#### TASK DETAILS
What must be handed in is the entire listing, exactly as written, with no pictures.

++++++++++++++++++++

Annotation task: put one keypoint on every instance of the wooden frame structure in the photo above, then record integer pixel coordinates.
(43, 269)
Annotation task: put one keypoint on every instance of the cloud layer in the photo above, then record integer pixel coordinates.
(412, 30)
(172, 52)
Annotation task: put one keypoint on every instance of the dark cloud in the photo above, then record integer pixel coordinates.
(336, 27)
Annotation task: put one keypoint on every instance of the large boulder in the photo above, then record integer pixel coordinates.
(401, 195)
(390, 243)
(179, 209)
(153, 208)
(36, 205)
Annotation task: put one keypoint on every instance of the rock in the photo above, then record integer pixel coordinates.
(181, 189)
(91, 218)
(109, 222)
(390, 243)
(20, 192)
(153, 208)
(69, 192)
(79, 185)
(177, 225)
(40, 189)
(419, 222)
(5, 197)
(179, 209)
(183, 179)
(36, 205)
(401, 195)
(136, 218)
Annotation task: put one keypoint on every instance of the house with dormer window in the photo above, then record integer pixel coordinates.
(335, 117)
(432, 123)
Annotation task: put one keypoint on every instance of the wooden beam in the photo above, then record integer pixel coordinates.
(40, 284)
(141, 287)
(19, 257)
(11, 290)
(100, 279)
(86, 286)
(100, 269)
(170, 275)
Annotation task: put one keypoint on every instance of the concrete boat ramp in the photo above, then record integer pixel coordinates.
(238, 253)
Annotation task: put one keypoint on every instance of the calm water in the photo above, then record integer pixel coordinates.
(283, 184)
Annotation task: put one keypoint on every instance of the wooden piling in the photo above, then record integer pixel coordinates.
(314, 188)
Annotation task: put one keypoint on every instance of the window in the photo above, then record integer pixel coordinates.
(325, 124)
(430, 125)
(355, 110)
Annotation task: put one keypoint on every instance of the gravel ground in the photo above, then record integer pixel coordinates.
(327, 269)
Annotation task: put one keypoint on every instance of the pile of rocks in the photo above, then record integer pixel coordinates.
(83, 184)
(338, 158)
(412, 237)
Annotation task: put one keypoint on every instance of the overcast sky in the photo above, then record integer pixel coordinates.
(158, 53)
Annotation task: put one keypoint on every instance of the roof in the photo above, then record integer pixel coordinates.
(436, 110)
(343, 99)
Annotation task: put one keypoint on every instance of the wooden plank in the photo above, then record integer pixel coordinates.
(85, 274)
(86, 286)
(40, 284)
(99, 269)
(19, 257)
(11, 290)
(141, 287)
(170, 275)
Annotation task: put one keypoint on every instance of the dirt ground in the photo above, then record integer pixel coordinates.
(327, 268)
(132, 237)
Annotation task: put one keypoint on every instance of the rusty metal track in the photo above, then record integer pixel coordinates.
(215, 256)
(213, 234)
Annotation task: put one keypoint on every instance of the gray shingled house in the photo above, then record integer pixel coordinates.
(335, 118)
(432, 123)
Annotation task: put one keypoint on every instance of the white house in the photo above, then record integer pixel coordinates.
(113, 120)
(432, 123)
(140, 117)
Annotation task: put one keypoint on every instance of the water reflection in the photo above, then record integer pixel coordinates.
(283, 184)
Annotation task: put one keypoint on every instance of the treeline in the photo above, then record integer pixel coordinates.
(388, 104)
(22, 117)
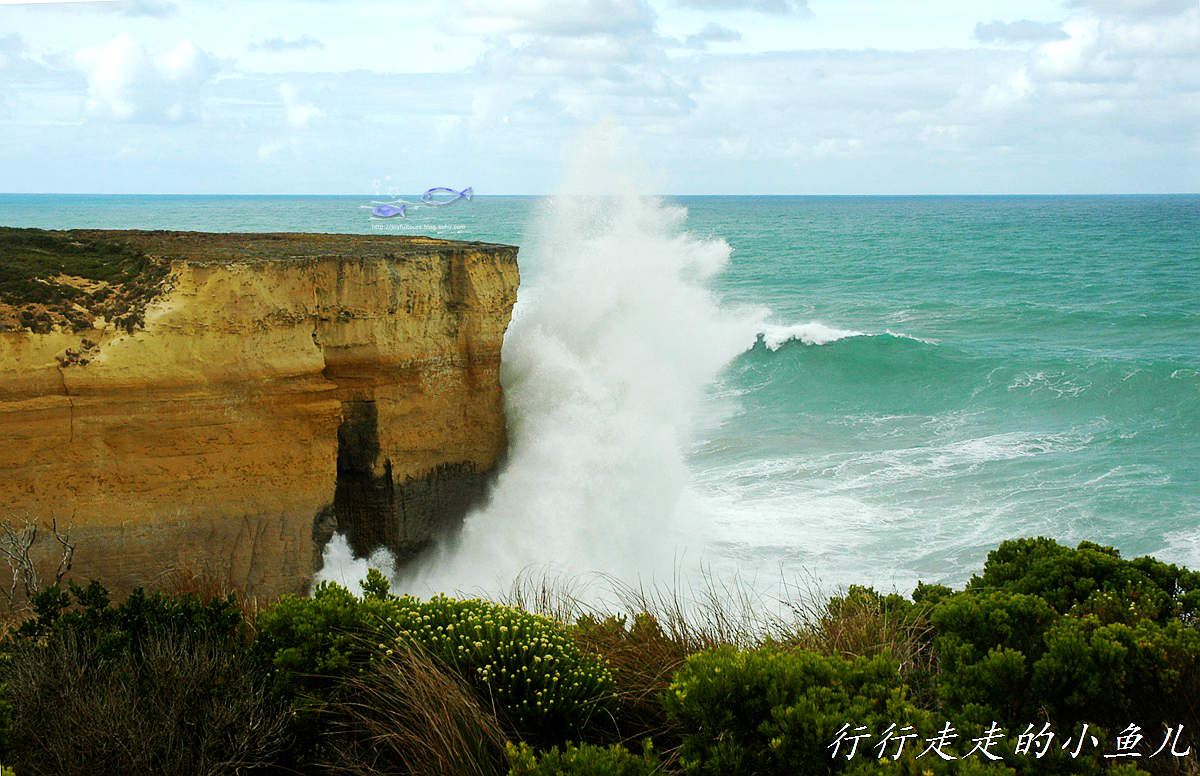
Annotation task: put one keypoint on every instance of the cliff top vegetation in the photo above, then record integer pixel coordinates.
(69, 280)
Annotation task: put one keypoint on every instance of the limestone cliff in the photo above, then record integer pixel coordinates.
(279, 386)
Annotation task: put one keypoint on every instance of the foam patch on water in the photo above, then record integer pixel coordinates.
(814, 334)
(810, 334)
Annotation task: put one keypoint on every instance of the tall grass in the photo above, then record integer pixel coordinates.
(411, 715)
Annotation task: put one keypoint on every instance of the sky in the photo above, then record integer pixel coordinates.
(717, 96)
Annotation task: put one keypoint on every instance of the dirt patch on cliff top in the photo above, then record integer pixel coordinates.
(51, 278)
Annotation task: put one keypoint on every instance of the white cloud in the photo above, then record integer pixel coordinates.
(1134, 7)
(275, 44)
(712, 32)
(300, 114)
(761, 6)
(550, 17)
(1020, 31)
(126, 82)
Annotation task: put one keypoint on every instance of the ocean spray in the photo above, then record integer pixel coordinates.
(613, 340)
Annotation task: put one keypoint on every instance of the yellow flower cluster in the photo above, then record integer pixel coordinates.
(523, 662)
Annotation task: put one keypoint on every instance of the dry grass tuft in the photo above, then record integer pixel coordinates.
(411, 715)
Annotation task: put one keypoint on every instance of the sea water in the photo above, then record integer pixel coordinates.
(851, 389)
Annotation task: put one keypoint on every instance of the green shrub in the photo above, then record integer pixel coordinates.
(1073, 636)
(583, 759)
(117, 627)
(155, 684)
(525, 666)
(769, 713)
(409, 715)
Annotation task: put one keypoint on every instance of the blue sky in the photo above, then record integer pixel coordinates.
(718, 96)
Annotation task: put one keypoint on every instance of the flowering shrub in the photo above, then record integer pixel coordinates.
(525, 665)
(522, 665)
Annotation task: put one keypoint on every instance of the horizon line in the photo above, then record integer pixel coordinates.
(657, 194)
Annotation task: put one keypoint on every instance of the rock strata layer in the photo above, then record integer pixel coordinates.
(280, 388)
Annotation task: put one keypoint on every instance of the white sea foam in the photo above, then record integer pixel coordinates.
(810, 334)
(814, 332)
(604, 367)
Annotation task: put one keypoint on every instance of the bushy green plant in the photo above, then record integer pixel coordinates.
(155, 684)
(522, 665)
(527, 666)
(1071, 635)
(409, 715)
(583, 759)
(88, 612)
(768, 711)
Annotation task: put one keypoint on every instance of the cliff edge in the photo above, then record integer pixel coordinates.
(220, 404)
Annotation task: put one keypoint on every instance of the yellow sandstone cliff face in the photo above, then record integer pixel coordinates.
(282, 386)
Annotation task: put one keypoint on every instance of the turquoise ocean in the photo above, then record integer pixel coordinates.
(930, 377)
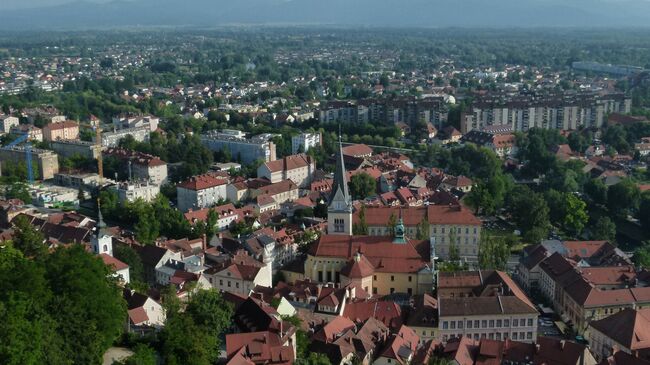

++++++++++++++++++++

#### RESULT FOR THIS EXERCISE
Annotation task: put one keypoint on every instance of the wooden frame structure in the photo above, then record integer pixel coordinates.
(43, 269)
Annotation task: put one keypoint on every instance of the cloud layer in the photo above, then record integer pixel coordinates.
(412, 30)
(172, 52)
Annotation task: put one keypoint on every instance of the dark cloud in the photo above, then record integer pixel coordinates.
(336, 27)
Annotation task: put one keypoint on every instance of the large boulder in the photo above, then record integer pixel coordinates.
(401, 195)
(390, 243)
(179, 209)
(153, 208)
(36, 205)
Annotation task: put one keypoint on every instance of the rock in the photo above, then record integer pixel coordinates.
(181, 189)
(91, 218)
(109, 222)
(390, 243)
(20, 192)
(153, 208)
(69, 192)
(79, 185)
(177, 225)
(40, 189)
(419, 222)
(5, 197)
(179, 209)
(183, 179)
(36, 205)
(401, 195)
(136, 218)
Annotation task: put one keypoint on every instance of the house with dormer window in the photo above, then record integer pixel coordinates.
(335, 117)
(432, 123)
Annotation task: put one keypoint on every instance of the wooden beam in the photo above, then record integer pixel coordinates.
(40, 284)
(141, 287)
(19, 257)
(11, 290)
(100, 279)
(86, 286)
(100, 269)
(170, 275)
Annotation task: put one keypoint on every instance of the concrete boat ramp in the photo above, then record integer pixel coordinates.
(238, 253)
Annotation task: put one keypoint on every instance of the calm water in the photo above, then record integer pixel coordinates.
(283, 184)
Annotation task: put one keypoint on every instance of the wooden piling in the photo above, then record integer pixel coordinates.
(314, 188)
Annotation task: put one keypoint on every instance of the window in the photo above, then record integer pixel coordinates.
(325, 124)
(430, 125)
(355, 110)
Annotation task: put one keypoint on every instance of the gravel ground in the photo above, then record integer pixel coordinates.
(327, 269)
Annotation task: put one keypoint on every instance of the pile of rocks in the photo above, then record integer pixel coordinates.
(83, 184)
(338, 158)
(412, 237)
Annotation task: put one keypoint on every instance of the overcast sky in the photo above, then record integer pixel coordinates.
(158, 53)
Annotation task: put one keypoint on every instance of the roof in the photo above, then record integer pixel coordinates.
(436, 110)
(343, 99)
Annotation task: put one keypoint on every instance of the wooden plank in the photo above, then record integer pixel coordinates.
(85, 274)
(86, 286)
(40, 284)
(99, 269)
(19, 257)
(11, 290)
(141, 287)
(170, 275)
Annotation task: put one keypoint on every instance of the dirt ground in the photo above, then record integer pixel coordinates.
(327, 268)
(132, 237)
Annotation task: put one keypoint on every instance of the rusty metal track in the photo above, then record integer pixel coordinates.
(215, 256)
(213, 234)
Annotation task: put one keypoint on every instance of the gray shingled house in the photo above, then record integer pixel coordinates.
(335, 118)
(432, 123)
Annotation task: put one keypoint on every instance of the white house in the photo above, then record integer pixel coordinates.
(113, 120)
(432, 123)
(140, 117)
Annotation task: put one keypoint on every instance of the water reflection in the photo above, then record integer pixel coordinates.
(283, 184)
Annotation task: put one keypoint on every instance of the treeline in the photo above, then record integer pixel coordinates.
(388, 104)
(22, 117)
Annotation task: put one keypoint on every instance of the cliff top vegetation in the photo above, then record integer pixel coordinates.
(69, 280)
Annotation task: put one keypoint on every instance of the limestone cliff in the photo above, then record integer pixel coordinates.
(279, 386)
Annotation task: put one keypoint on every instance of the foam patch on water in the photo above, then record integer pixel coordinates.
(814, 334)
(810, 334)
Annotation task: put one keypoint on every instance of the tall grass in the photo above, then record integer pixel coordinates.
(411, 715)
Annotation task: put one keypoint on every instance of the sky in the photo above, then record integer pixel coordinates.
(717, 96)
Annotation task: put one keypoint on every instance of the dirt patch on cliff top in the photo above, then record integer pixel coordinates.
(51, 278)
Annotation task: put one keypoint on every instance of the white cloud in the photo above, then record integer pixel coordinates.
(1134, 7)
(275, 44)
(712, 32)
(300, 114)
(761, 6)
(550, 17)
(1020, 31)
(126, 82)
Annotation task: put one keypoint on every instance of the ocean spray in the photo above, then record integer pixel coordinates.
(613, 340)
Annotation task: put one keypoint on every instance of the yellow flower cluster in the photo above, then record integer pixel coordinates.
(523, 662)
Annotation task: put one keypoint on every instance of the dry grass tuft in the photo above, then record integer pixel coordinates.
(411, 715)
Annotation task: put one keypoint on every instance of the sea water in the photo above, then record integer pixel coordinates.
(851, 389)
Annotation task: put one keypoint on every instance of the green shrub in the photo above, then record integer pixel coordinates.
(1073, 636)
(583, 759)
(117, 627)
(155, 684)
(525, 666)
(769, 713)
(409, 715)
Annotation task: put one keypoint on every instance of the blue sky in the photo above, then record integer pixel coordinates.
(718, 96)
Annotation task: put one keypoint on every instance of the flowering shrub in the photo above, then record integer pixel coordinates.
(525, 665)
(522, 665)
Annotation task: put one keypoint on every instance of the horizon line in the photo above, then record integer pixel coordinates.
(657, 194)
Annotation task: put one keypoint on every instance of the rock strata layer in the photo above, then record integer pixel coordinates.
(280, 388)
Annotation task: put one keypoint on every instance of the white sea foam in the photo above, then record integer pixel coordinates.
(810, 334)
(814, 332)
(604, 367)
Annotation task: put one keypoint on every instance of the bushy green plant in the photo above, then record integer pixel coordinates.
(155, 684)
(522, 665)
(527, 666)
(1071, 635)
(409, 715)
(583, 759)
(88, 612)
(768, 711)
Annotation task: put one keypoint on every instance of the cliff edge in the photo above, then record integer pixel coordinates.
(220, 404)
Annotation task: put one keypoint on every instance of the yellow sandstone cliff face in the photo above, then record integer pixel coordinates.
(282, 386)
Annotation task: put one keypoint on every instance of the turquoise ocean in the photo above, then record integer pixel coordinates.
(930, 377)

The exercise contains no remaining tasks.